**WHAT THIS TASK INVOLVES:**
Please say how many lines in the records below contain the word "grey", giving only the number.

Saved data entries:
:::::
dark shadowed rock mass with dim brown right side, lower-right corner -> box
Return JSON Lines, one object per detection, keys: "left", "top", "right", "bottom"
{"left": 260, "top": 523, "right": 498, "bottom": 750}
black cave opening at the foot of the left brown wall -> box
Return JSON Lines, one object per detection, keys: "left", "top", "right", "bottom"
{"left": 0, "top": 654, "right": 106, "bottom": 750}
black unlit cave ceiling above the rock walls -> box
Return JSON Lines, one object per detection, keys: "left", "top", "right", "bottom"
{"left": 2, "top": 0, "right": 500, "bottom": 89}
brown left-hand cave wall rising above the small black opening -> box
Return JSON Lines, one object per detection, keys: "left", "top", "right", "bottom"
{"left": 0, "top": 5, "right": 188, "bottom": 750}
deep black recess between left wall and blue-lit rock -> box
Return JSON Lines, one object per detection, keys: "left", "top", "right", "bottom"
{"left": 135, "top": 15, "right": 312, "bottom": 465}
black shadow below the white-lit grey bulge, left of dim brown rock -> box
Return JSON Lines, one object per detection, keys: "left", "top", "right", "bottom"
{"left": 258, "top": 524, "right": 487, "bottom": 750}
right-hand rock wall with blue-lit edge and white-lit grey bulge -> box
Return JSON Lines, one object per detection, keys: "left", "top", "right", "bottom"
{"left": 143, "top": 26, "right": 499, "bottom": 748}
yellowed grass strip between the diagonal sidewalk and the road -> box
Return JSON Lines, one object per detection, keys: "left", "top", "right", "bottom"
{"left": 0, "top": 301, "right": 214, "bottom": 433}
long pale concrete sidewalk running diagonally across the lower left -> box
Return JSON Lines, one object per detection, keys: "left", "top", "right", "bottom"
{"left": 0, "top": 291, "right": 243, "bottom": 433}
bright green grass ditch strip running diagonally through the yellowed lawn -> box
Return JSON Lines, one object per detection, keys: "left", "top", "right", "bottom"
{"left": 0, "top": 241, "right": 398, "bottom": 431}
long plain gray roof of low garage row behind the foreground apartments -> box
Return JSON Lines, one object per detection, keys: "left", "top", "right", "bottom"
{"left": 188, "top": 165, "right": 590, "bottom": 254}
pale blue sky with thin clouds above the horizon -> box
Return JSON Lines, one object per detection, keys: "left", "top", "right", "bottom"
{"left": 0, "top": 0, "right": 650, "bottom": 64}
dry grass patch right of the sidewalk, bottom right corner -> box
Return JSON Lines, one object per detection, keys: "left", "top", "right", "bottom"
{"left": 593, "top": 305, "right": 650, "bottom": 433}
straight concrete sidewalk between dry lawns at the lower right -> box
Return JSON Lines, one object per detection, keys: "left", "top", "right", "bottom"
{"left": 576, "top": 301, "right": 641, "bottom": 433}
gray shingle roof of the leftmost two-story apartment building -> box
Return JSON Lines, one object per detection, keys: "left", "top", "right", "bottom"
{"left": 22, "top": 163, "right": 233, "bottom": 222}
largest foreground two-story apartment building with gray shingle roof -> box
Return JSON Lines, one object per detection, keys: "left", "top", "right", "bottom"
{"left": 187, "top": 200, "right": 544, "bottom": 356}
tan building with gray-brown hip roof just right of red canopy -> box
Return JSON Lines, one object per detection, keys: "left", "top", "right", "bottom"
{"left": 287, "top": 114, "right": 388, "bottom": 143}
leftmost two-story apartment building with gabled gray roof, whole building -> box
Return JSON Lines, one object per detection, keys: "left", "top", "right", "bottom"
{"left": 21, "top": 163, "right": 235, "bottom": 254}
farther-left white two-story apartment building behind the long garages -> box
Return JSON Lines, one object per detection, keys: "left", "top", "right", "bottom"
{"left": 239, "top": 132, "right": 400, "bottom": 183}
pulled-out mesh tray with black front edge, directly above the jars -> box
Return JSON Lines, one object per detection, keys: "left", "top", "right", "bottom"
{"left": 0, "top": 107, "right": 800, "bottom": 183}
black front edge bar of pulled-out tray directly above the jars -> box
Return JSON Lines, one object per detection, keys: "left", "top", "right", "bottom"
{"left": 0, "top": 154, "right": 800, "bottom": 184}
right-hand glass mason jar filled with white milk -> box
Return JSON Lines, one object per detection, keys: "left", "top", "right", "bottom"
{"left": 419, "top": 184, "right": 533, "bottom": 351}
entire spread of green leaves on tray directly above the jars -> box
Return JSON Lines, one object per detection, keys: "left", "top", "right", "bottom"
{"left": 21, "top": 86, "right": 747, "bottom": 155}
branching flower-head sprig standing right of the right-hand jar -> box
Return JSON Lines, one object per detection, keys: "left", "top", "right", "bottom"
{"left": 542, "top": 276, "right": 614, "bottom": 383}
:::::
**TASK SOLUTION:**
2